= Stored items =
━━━

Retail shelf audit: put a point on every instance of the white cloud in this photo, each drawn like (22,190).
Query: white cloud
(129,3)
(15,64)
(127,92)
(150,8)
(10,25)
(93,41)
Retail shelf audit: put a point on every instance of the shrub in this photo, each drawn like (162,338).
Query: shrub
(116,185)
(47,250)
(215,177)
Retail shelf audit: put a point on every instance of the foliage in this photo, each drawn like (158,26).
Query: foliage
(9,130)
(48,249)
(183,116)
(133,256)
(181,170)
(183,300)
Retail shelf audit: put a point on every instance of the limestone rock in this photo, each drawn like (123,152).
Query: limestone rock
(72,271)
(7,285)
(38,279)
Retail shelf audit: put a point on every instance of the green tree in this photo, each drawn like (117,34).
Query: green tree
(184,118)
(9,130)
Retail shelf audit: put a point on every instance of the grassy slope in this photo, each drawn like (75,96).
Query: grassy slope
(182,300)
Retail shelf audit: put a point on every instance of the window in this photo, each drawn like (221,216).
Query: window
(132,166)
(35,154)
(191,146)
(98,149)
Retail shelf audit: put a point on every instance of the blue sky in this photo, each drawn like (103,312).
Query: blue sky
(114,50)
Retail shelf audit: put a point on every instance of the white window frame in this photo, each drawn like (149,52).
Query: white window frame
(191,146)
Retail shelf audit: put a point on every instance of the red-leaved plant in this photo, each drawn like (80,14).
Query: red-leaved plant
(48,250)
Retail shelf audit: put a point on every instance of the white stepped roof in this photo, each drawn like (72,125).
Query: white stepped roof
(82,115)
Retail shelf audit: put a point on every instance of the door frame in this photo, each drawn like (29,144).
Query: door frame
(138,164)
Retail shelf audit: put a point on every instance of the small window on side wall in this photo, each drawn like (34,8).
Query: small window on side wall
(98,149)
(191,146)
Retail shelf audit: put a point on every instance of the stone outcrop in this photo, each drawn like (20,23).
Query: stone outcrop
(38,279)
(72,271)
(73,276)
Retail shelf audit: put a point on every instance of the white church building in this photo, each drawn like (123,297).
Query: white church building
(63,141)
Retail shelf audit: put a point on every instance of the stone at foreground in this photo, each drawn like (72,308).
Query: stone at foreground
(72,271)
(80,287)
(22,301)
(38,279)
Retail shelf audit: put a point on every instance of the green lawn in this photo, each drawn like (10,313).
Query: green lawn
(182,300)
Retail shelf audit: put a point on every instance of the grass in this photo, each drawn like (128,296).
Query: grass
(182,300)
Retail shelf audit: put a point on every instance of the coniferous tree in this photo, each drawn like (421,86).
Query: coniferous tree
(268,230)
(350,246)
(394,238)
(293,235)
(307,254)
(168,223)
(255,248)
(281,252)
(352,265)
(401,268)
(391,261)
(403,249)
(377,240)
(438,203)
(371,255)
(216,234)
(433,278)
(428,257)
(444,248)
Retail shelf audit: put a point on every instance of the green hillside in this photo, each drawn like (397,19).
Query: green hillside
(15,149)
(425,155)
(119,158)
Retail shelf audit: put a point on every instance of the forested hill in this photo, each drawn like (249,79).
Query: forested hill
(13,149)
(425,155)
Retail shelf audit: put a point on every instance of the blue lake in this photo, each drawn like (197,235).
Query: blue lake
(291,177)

━━━

= AIM OF THE EXERCISE =
Switch "Retail shelf audit" to "Scene survey" throughout all the items above and keep every other word as it is.

= EXERCISE RESULT =
Scene survey: put a point on every instance of the white cloud in this photo, each drawn like (22,190).
Query: white cloud
(129,3)
(15,64)
(127,92)
(150,8)
(10,25)
(93,41)
Scene survey: put a point on every instance of the shrub in this photo, each drawn like (162,338).
Query: shrub
(116,185)
(47,250)
(215,177)
Scene survey: put a point on every instance of the foliage in this photo, each drawn like (158,26).
Query: foliage
(9,130)
(48,249)
(183,116)
(133,256)
(181,170)
(183,300)
Scene survey: put a point on every instance of the limestone rock in this photo, each drawn like (123,152).
Query: limestone rock
(72,271)
(7,285)
(38,279)
Scene survey: put a point on every instance of the green tree in this photo, each drawn like (117,34).
Query: green tree
(184,118)
(9,130)
Scene survey: put a point on every instance of the grassy slope in this photo, each drawn like (75,96).
Query: grassy slope
(182,300)
Scene survey: put a point on every instance of the window in this photo, each drawn like (221,216).
Query: window
(132,166)
(35,154)
(191,146)
(98,149)
Scene survey: put a point on every instance of the blue sky in this photo, each drawn like (103,312).
Query: blue sky
(114,50)
Scene survey: put a point on every instance of the white window frame in this photo, each drawn like (149,52).
Query: white window frame
(191,146)
Scene survey: put a point on every instance of the red-leaved plant in this photo, each drawn like (80,14).
Query: red-leaved plant
(48,250)
Scene survey: put a point on every instance of the white stepped roof in this photo, each drawn like (72,125).
Query: white stepped roof
(82,115)
Scene survey: put a point on every instance of the door frame in this photo, each drawn like (29,144).
Query: door frame
(138,164)
Scene survey: put a point on every instance of the small window on side wall in this photo, each drawn like (34,8).
Query: small window on side wall
(98,149)
(191,146)
Scene survey: put a point on every instance of the stone outcrop in this photo, each drawn like (20,23).
Query: stone outcrop
(38,279)
(72,271)
(73,276)
Scene survey: put a point on every instance of the white church building in this photo, each drawn like (123,297).
Query: white church building
(63,141)
Scene survey: put a point on every instance of the stone at foreground in this photo, each drawn like (72,308).
Query: stone at foreground
(72,271)
(80,287)
(22,301)
(38,279)
Scene survey: put a point on every instance of the green lawn in this photo, each drawn like (10,313).
Query: green lawn
(182,300)
Scene survey: put a point on every instance of the grass in this photo, each drawn like (128,296).
Query: grass
(182,300)
Scene survey: put a point on every instance of the coniferous tree in this photo, each drawn like (421,86).
Query: coniferous tree
(268,230)
(350,246)
(394,238)
(293,235)
(307,254)
(168,223)
(255,248)
(281,252)
(352,265)
(401,268)
(391,261)
(403,249)
(377,240)
(438,203)
(371,255)
(216,234)
(433,278)
(428,257)
(444,248)
Scene survey: put a point on every instance of the green hillside in this photo, each drawn like (397,19).
Query: green hillside
(15,149)
(425,155)
(119,158)
Scene survey: put a point on every instance of the forested hill in this photo, each drawn like (249,79).
Query: forested hill
(13,149)
(425,155)
Scene survey: put a point on every instance of the blue lake in this photo, each drawn like (197,235).
Query: blue lake
(291,177)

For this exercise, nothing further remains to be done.